Work required | Pictures stay out; everything else in the records below is copied exactly.

Dataset excerpts |
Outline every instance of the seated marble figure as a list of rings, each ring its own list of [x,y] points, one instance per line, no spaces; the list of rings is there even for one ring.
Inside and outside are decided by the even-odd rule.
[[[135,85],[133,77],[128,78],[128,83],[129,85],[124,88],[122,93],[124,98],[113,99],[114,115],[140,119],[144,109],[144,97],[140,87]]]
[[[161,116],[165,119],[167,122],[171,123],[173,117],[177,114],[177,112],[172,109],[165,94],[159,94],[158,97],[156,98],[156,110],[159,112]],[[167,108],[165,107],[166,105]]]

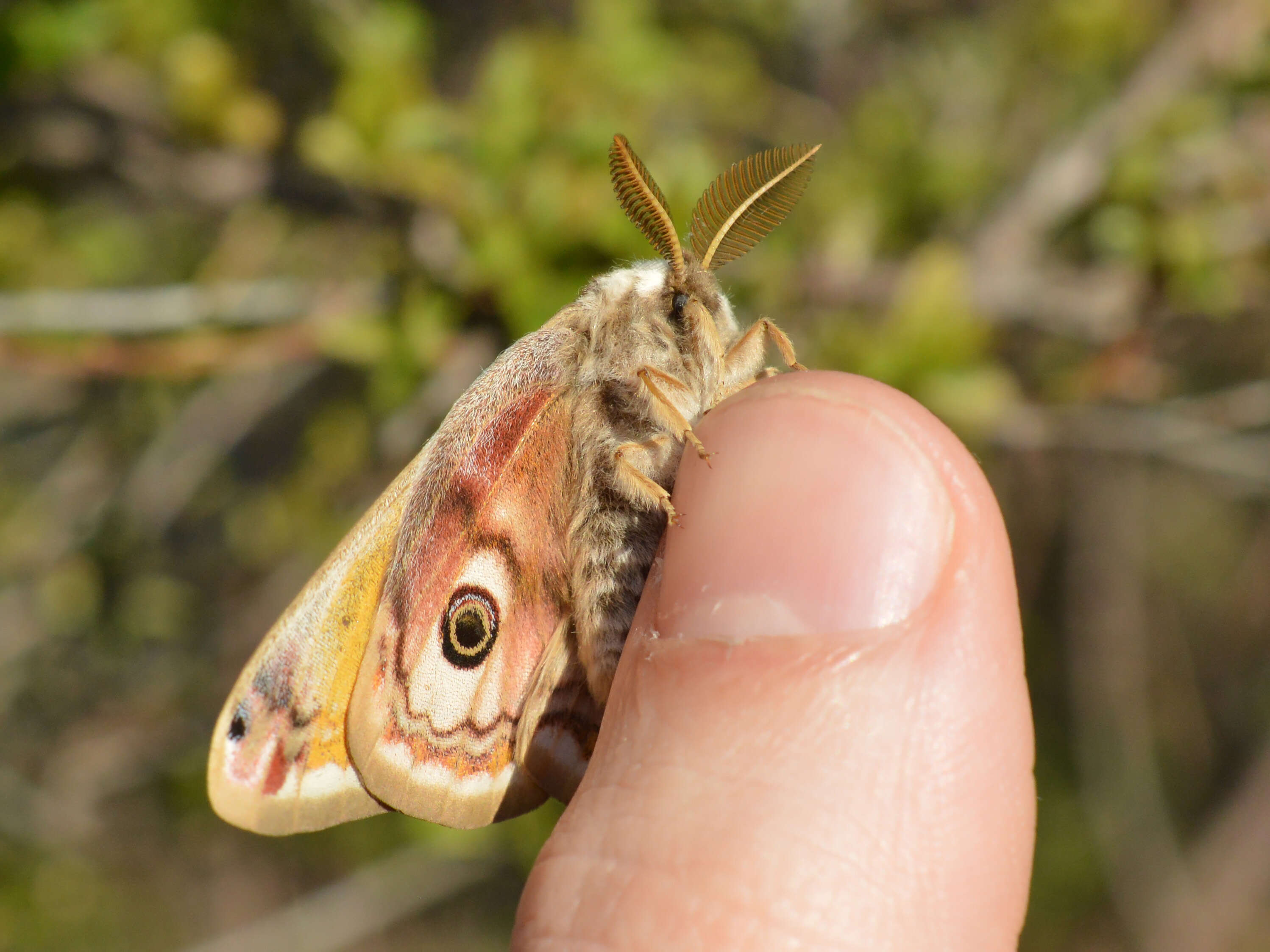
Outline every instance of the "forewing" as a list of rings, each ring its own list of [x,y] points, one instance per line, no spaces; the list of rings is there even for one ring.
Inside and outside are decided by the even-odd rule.
[[[508,355],[514,386],[447,418],[438,438],[462,448],[442,452],[452,466],[411,494],[353,691],[349,749],[367,788],[450,826],[514,816],[546,796],[516,757],[569,598],[573,400],[536,369],[545,354],[532,349],[545,347],[521,341]]]
[[[349,531],[239,675],[207,765],[208,796],[225,820],[284,834],[382,812],[349,760],[344,724],[429,447]]]

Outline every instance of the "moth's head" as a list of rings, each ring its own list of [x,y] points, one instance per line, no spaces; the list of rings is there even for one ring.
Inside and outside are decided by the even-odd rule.
[[[676,274],[668,261],[636,261],[596,278],[583,298],[613,327],[646,327],[663,336],[697,338],[702,352],[711,341],[732,340],[737,319],[712,272],[686,267]]]
[[[768,149],[734,162],[697,199],[688,248],[679,244],[665,195],[625,136],[613,136],[608,171],[622,209],[665,260],[669,284],[690,296],[709,288],[718,293],[712,272],[781,223],[806,188],[819,149]]]

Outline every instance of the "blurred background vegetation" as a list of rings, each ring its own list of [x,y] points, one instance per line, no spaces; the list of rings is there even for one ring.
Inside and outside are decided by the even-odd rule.
[[[0,5],[0,949],[505,944],[558,810],[269,840],[211,814],[204,757],[255,642],[479,369],[649,256],[617,131],[679,216],[728,162],[824,142],[724,284],[993,480],[1039,741],[1022,947],[1270,947],[1267,24]]]

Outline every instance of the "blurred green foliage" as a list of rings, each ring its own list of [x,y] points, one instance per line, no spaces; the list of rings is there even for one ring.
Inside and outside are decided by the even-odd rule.
[[[1038,717],[1024,947],[1130,947],[1071,751],[1059,490],[1036,490],[1048,477],[992,437],[1025,402],[1152,406],[1266,374],[1264,19],[1038,236],[1048,264],[1123,281],[1123,333],[993,311],[977,239],[1180,22],[1163,0],[0,6],[0,291],[320,291],[291,336],[28,327],[0,348],[14,381],[0,380],[0,949],[175,947],[415,840],[528,867],[558,810],[479,833],[385,816],[260,840],[212,816],[203,754],[255,640],[401,465],[385,433],[456,341],[507,343],[613,261],[650,255],[612,199],[615,132],[682,226],[729,162],[824,142],[798,209],[721,279],[805,363],[913,393],[986,454]],[[357,281],[380,291],[340,291]],[[217,452],[159,531],[142,518],[152,494],[127,501],[145,453],[215,430],[183,415],[206,381],[304,362],[320,367],[309,383],[208,437]],[[1206,646],[1168,670],[1208,713],[1163,717],[1194,713],[1173,694],[1158,712],[1185,825],[1270,720],[1270,605],[1247,594],[1270,547],[1253,503],[1185,480],[1153,493],[1171,517],[1152,539],[1151,585],[1167,593],[1153,611],[1177,658]],[[76,772],[84,749],[109,763]],[[399,938],[499,947],[514,897],[512,875]]]

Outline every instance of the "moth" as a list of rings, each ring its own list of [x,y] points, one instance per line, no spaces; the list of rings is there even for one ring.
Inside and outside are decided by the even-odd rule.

Exercise response |
Outline every instance of the seated marble figure as a list of rings, each ring its own list of [x,y] points, one instance per line, no spaces; the list of rings is there even for one ring.
Inside and outside are decided by the even-odd rule.
[[[135,85],[133,77],[128,78],[128,83],[129,85],[124,88],[122,93],[124,98],[113,99],[114,115],[140,119],[144,109],[144,97],[140,87]]]
[[[161,116],[165,119],[167,122],[171,123],[173,117],[177,114],[177,112],[172,109],[165,94],[159,94],[158,97],[156,98],[156,110],[159,112]],[[167,108],[165,107],[166,105]]]

Outline every instance of the "forewing" as a list of rings, each ring its own list of [x,y] points, one instance per line, no spaces; the list of rings is there even for one ring.
Inside and outside are decided by the even-odd rule.
[[[508,355],[514,386],[447,418],[438,438],[462,448],[442,452],[452,466],[411,494],[353,691],[349,749],[367,788],[450,826],[514,816],[546,796],[516,757],[569,598],[573,400],[536,369],[545,354],[532,349],[545,347],[521,341]]]
[[[349,531],[239,675],[207,765],[208,796],[225,820],[284,834],[382,812],[349,760],[344,724],[429,447]]]

Outline every instance of the "moth's head" as a list of rings, each ring its own list of [x,y] points, one instance per line, no spaces; the list of rings is there even for one ring.
Inside and outside are decided by the even-odd rule.
[[[676,274],[668,261],[636,261],[596,278],[583,298],[613,327],[646,327],[663,336],[697,338],[702,352],[711,341],[732,340],[737,319],[712,272],[686,267]]]
[[[768,149],[734,162],[697,199],[688,248],[679,244],[665,195],[625,136],[613,136],[608,171],[622,209],[665,260],[669,284],[690,296],[709,288],[718,293],[712,272],[781,223],[806,188],[819,149]]]

Outline every instance of the "blurred background vegetation" as a list of rings, each ring its own list of [x,y] points, one instance per line, no spaces; the list of rings is there even for one ring.
Inside and outside are decided by the even-odd rule.
[[[0,5],[0,949],[505,944],[558,810],[269,840],[211,814],[204,757],[255,642],[479,369],[649,256],[617,131],[679,216],[728,162],[824,142],[724,284],[993,480],[1039,741],[1022,947],[1270,947],[1267,24]]]

Outline every instance of the "blurred green foliage" as a list of rings, each ring its own list of [x,y] points, one instance per line, no spaces; the list of rings is there even for one ring.
Inside and outside are decided by the even-odd rule.
[[[1038,717],[1024,947],[1130,947],[1071,751],[1059,490],[1036,490],[1048,477],[992,437],[1025,402],[1152,406],[1266,374],[1264,19],[1038,236],[1048,264],[1123,281],[1123,333],[993,311],[977,239],[1180,22],[1163,0],[0,6],[0,291],[320,291],[291,336],[28,327],[0,348],[14,381],[0,380],[0,949],[175,947],[415,840],[528,867],[558,810],[479,833],[385,816],[260,840],[212,816],[203,754],[255,640],[401,465],[385,433],[456,341],[507,343],[613,261],[650,255],[612,199],[615,132],[682,226],[729,162],[824,142],[798,209],[721,279],[805,363],[913,393],[986,454]],[[357,281],[380,291],[340,291]],[[217,452],[159,531],[142,518],[152,494],[127,501],[145,453],[215,430],[183,415],[206,381],[304,362],[320,367],[309,383],[208,437]],[[1206,646],[1168,670],[1208,713],[1163,717],[1194,713],[1173,694],[1158,712],[1185,825],[1270,720],[1270,605],[1247,594],[1270,547],[1253,503],[1185,480],[1153,493],[1171,517],[1152,539],[1151,585],[1167,593],[1153,611],[1177,658]],[[76,772],[84,749],[109,763]],[[399,938],[499,947],[514,897],[512,875]]]

Outline every instance of the "moth" as a list of rings, each ring its own list of [x,y] points, one instance per line, no spaces; the list of rings is there even for one ring.
Inside and outside are decided by the even-odd rule.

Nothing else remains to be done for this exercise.